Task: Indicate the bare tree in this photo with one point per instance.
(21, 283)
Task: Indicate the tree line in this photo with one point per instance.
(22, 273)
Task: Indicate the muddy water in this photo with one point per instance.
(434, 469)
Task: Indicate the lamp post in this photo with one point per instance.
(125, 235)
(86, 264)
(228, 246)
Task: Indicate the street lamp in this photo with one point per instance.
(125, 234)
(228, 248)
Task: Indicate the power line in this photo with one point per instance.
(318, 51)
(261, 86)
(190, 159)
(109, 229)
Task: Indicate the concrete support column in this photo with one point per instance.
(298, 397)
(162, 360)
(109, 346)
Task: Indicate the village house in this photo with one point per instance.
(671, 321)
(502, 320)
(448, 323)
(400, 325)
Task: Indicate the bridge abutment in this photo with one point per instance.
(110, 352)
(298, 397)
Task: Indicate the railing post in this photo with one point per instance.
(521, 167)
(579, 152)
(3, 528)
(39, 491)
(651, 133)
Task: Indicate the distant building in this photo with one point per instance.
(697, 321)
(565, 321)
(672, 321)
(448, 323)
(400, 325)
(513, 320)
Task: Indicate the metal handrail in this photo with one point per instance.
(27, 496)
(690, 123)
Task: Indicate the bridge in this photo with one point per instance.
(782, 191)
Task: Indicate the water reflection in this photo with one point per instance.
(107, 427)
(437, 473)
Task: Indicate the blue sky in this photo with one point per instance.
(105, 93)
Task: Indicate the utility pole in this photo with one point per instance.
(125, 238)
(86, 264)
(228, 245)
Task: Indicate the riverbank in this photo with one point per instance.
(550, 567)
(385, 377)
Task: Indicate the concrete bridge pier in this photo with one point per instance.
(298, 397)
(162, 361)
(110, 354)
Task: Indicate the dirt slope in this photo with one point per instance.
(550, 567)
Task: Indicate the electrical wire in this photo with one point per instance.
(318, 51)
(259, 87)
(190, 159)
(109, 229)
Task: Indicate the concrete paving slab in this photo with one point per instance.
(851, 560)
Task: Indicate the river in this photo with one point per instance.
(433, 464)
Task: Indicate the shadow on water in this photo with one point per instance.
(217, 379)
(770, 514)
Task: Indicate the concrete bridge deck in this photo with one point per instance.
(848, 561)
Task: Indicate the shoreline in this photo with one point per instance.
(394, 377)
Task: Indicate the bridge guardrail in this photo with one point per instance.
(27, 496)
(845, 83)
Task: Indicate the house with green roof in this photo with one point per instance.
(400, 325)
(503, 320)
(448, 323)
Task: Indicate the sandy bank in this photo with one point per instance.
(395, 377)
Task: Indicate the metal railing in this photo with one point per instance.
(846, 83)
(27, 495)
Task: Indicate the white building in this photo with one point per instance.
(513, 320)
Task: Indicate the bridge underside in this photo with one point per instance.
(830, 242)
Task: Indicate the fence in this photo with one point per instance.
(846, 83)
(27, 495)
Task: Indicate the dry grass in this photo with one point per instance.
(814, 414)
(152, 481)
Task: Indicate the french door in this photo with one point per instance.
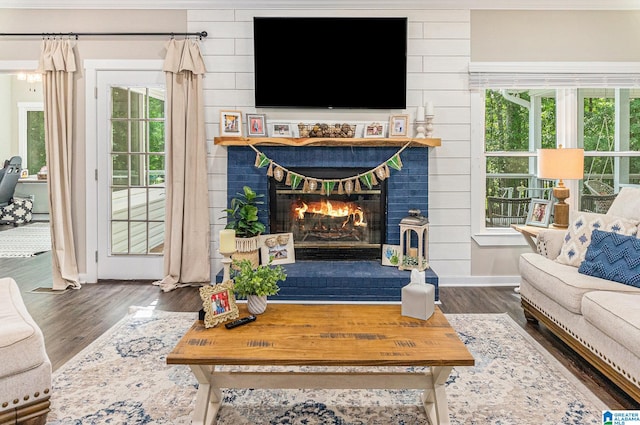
(130, 174)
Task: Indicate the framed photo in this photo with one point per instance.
(399, 125)
(231, 123)
(219, 303)
(256, 125)
(278, 248)
(374, 130)
(539, 212)
(281, 130)
(390, 255)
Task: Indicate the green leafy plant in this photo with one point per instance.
(242, 216)
(263, 280)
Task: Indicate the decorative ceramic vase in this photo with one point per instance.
(256, 304)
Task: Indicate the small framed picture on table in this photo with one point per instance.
(277, 249)
(539, 213)
(399, 125)
(256, 125)
(374, 130)
(219, 303)
(281, 130)
(231, 123)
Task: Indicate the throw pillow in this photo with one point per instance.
(626, 204)
(614, 257)
(578, 236)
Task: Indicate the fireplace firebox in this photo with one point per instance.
(331, 226)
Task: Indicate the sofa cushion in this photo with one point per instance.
(578, 236)
(21, 340)
(563, 283)
(614, 257)
(626, 204)
(615, 314)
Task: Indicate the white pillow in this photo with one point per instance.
(626, 204)
(578, 236)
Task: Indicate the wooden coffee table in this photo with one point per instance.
(324, 335)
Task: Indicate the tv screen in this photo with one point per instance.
(330, 62)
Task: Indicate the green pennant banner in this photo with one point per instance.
(295, 180)
(367, 179)
(395, 162)
(328, 186)
(263, 161)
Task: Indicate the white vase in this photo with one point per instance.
(256, 304)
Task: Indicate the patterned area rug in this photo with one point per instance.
(122, 378)
(25, 241)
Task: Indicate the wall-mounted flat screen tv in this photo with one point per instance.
(330, 62)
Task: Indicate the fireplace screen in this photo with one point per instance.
(334, 226)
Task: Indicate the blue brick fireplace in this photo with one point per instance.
(341, 281)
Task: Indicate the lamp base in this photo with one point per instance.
(561, 208)
(561, 215)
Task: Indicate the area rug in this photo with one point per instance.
(122, 378)
(25, 241)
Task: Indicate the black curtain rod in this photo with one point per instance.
(201, 34)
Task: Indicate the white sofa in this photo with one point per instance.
(25, 369)
(596, 317)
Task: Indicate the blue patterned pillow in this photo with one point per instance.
(578, 236)
(614, 257)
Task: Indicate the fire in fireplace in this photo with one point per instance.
(334, 226)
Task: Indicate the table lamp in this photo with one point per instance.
(561, 164)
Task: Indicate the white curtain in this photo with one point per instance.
(187, 232)
(58, 64)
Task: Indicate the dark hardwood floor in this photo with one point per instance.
(73, 319)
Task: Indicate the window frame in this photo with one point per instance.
(566, 79)
(23, 110)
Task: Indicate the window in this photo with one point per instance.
(517, 123)
(512, 123)
(137, 170)
(31, 136)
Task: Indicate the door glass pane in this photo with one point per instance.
(36, 152)
(156, 203)
(119, 204)
(120, 136)
(138, 237)
(119, 237)
(138, 163)
(119, 102)
(119, 170)
(135, 170)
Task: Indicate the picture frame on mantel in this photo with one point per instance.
(218, 303)
(399, 125)
(277, 249)
(539, 213)
(231, 123)
(280, 129)
(256, 125)
(375, 130)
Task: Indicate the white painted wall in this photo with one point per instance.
(438, 57)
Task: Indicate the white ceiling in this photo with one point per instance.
(326, 4)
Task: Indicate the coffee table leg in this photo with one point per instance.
(208, 398)
(434, 398)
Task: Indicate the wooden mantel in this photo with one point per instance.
(321, 141)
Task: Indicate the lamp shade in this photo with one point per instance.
(561, 163)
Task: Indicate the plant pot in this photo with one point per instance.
(256, 304)
(247, 249)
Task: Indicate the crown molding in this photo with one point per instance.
(326, 4)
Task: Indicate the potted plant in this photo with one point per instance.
(256, 283)
(242, 216)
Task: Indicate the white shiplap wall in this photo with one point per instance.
(438, 60)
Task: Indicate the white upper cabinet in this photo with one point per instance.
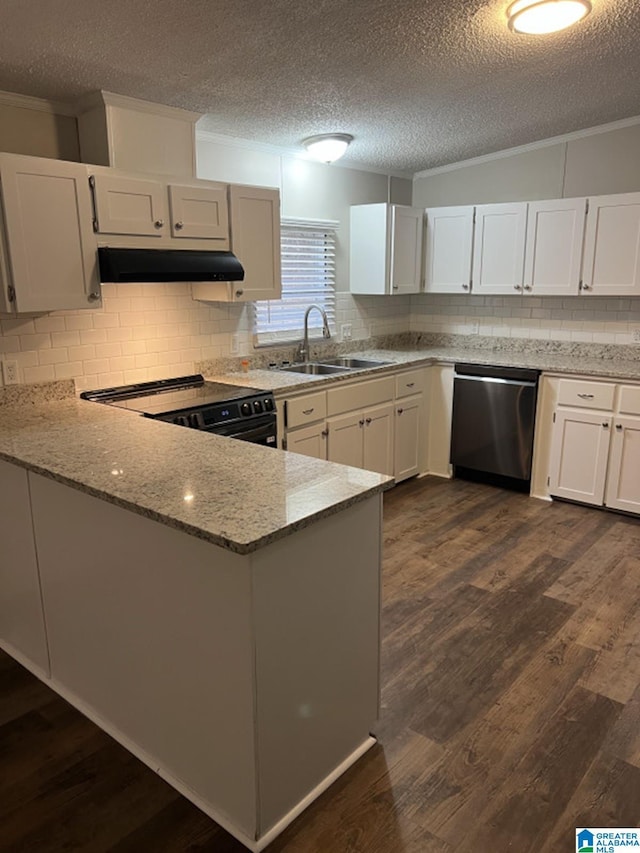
(553, 255)
(255, 240)
(498, 254)
(612, 246)
(130, 206)
(448, 249)
(190, 215)
(199, 212)
(385, 249)
(48, 258)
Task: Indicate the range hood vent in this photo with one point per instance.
(157, 265)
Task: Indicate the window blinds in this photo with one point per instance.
(308, 278)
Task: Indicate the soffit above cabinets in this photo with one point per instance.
(419, 84)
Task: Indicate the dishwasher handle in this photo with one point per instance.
(495, 379)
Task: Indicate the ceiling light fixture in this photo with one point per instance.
(328, 147)
(537, 17)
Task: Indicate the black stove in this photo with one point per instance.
(232, 410)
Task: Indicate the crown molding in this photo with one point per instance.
(111, 99)
(531, 146)
(26, 102)
(296, 153)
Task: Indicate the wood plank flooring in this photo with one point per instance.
(510, 703)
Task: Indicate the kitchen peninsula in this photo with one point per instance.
(197, 598)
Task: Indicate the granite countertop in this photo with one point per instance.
(236, 495)
(281, 381)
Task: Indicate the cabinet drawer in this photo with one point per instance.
(629, 399)
(305, 410)
(359, 396)
(409, 383)
(591, 395)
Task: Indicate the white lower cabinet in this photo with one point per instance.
(623, 482)
(579, 455)
(595, 453)
(407, 437)
(376, 424)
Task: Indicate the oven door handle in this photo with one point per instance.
(263, 431)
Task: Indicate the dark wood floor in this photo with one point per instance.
(511, 702)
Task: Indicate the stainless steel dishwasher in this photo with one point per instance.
(493, 419)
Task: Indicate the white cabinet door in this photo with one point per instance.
(623, 481)
(255, 240)
(310, 441)
(344, 441)
(612, 246)
(498, 248)
(378, 439)
(553, 256)
(51, 262)
(448, 249)
(407, 437)
(578, 462)
(130, 206)
(406, 249)
(200, 212)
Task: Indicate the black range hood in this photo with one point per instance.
(154, 265)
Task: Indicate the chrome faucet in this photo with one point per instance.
(303, 350)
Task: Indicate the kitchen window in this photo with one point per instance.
(308, 277)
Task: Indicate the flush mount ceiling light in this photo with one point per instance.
(328, 147)
(536, 17)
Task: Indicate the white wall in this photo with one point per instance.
(596, 163)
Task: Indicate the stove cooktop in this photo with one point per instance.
(169, 395)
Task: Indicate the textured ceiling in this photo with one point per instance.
(419, 83)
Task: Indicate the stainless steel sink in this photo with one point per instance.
(314, 369)
(354, 363)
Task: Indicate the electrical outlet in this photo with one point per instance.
(10, 372)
--
__Your task__
Print only the lines from the one with "Task: Indicate the black range" to the end of the records, both included.

__Answer to this exercise__
Task: Indicate the black range hood in this photo with one point per instance.
(154, 265)
Task: Indicate the chrome faucet in this photo with one point per instance.
(303, 350)
Task: Indicate the kitchen window in this photo with one point per instance.
(308, 277)
Task: Indicate the flush mount ceiling light in this photo with one point per instance.
(328, 147)
(536, 17)
Task: Indicate the white wall in this photo with one point per instance.
(596, 163)
Task: Indicate the stove cooktop in this photo with one point per instance.
(169, 395)
Task: Indicate the textured ceiling in this photo with one point per instance.
(419, 83)
Task: Indicate the stainless steel sink in this photo with one point per instance.
(314, 369)
(354, 363)
Task: Indicate the electrical outlet in this photo with one point per instance.
(10, 372)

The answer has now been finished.